• **Required task**: Copy the items below word for word, starting at the line with "point: the vaulted ceiling in this photo" and continuing through the end of the items.
═══ Material provided
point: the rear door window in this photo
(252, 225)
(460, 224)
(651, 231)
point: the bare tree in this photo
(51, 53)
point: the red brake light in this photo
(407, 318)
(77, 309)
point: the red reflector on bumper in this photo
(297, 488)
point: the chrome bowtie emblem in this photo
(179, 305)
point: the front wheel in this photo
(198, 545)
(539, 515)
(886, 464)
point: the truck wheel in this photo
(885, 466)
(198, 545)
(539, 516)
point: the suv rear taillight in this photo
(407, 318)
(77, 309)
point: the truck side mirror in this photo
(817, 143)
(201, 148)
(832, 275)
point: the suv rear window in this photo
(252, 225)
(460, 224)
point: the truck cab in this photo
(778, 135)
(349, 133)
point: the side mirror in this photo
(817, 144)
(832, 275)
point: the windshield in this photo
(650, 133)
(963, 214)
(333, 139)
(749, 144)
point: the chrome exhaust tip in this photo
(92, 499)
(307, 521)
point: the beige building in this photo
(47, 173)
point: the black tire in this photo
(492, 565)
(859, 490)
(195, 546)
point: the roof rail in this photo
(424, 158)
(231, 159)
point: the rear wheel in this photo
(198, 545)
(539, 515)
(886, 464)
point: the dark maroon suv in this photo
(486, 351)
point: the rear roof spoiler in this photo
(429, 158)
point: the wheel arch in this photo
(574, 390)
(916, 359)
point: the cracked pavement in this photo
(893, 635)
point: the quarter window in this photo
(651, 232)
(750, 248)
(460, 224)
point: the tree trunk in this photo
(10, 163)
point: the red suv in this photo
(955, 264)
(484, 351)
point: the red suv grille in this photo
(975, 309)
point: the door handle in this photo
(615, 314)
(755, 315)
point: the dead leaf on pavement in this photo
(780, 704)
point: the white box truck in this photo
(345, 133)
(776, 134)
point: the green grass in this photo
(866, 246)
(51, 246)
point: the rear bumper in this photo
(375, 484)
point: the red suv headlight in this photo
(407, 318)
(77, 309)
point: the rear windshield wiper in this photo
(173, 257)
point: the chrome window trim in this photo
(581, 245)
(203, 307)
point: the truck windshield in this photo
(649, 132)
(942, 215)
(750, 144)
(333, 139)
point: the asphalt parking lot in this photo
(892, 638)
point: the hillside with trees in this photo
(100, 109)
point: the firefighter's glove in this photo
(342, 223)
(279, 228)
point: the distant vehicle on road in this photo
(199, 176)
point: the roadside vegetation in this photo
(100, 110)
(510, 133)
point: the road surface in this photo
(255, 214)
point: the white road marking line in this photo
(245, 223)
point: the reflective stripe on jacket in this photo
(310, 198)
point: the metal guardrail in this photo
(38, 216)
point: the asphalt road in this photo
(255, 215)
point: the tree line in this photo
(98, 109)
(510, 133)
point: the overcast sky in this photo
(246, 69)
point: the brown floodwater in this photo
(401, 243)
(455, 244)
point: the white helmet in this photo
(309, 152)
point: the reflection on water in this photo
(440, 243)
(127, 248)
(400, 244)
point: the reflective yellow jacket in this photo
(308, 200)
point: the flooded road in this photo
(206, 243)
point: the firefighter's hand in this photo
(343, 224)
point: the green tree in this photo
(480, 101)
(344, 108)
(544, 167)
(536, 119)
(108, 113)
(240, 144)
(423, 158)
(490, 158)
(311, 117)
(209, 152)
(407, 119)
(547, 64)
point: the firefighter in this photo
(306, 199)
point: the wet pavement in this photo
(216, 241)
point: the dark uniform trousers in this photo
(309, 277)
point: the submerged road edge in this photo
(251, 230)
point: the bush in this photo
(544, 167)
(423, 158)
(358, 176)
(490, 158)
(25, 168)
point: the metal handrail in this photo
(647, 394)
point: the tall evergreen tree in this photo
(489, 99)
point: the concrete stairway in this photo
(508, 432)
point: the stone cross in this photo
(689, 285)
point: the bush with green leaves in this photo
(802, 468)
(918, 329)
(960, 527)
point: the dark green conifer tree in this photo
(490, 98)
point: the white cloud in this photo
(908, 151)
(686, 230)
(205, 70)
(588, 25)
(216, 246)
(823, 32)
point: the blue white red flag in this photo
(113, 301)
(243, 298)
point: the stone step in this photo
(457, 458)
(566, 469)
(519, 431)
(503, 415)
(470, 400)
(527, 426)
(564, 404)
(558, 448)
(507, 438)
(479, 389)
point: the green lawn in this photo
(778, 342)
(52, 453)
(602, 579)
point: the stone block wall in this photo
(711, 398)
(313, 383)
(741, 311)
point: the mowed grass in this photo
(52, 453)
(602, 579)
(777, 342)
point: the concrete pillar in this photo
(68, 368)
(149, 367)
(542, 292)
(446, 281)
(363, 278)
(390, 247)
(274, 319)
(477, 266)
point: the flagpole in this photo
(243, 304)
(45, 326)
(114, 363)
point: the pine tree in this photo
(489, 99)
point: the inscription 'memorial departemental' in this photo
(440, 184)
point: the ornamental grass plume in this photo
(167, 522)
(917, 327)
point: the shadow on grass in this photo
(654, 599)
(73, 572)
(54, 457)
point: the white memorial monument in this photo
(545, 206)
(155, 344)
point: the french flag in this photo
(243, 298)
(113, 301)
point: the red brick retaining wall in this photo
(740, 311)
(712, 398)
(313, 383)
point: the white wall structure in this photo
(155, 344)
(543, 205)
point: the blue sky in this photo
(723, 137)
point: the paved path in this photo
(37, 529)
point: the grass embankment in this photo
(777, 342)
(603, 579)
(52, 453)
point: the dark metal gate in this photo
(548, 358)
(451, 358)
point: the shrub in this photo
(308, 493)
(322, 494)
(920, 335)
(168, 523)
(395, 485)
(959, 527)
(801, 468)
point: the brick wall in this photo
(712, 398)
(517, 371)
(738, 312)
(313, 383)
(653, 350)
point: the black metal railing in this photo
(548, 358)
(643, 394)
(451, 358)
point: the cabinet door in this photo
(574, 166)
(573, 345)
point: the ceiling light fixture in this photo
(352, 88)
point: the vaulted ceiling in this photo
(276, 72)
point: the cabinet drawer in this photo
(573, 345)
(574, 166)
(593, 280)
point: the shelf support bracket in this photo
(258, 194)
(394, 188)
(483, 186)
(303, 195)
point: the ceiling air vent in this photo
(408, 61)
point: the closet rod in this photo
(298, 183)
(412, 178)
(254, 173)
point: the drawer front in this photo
══════
• **Expected answer**:
point: the vaulted ceiling in this photo
(276, 72)
point: the cabinet drawer in this photo
(573, 345)
(574, 166)
(593, 280)
point: the shelf support bracket in this photo
(258, 194)
(394, 188)
(483, 186)
(303, 195)
point: the ceiling air vent in this photo
(408, 61)
point: the closet rod in this photo
(298, 183)
(412, 178)
(254, 173)
point: the drawer front in this photo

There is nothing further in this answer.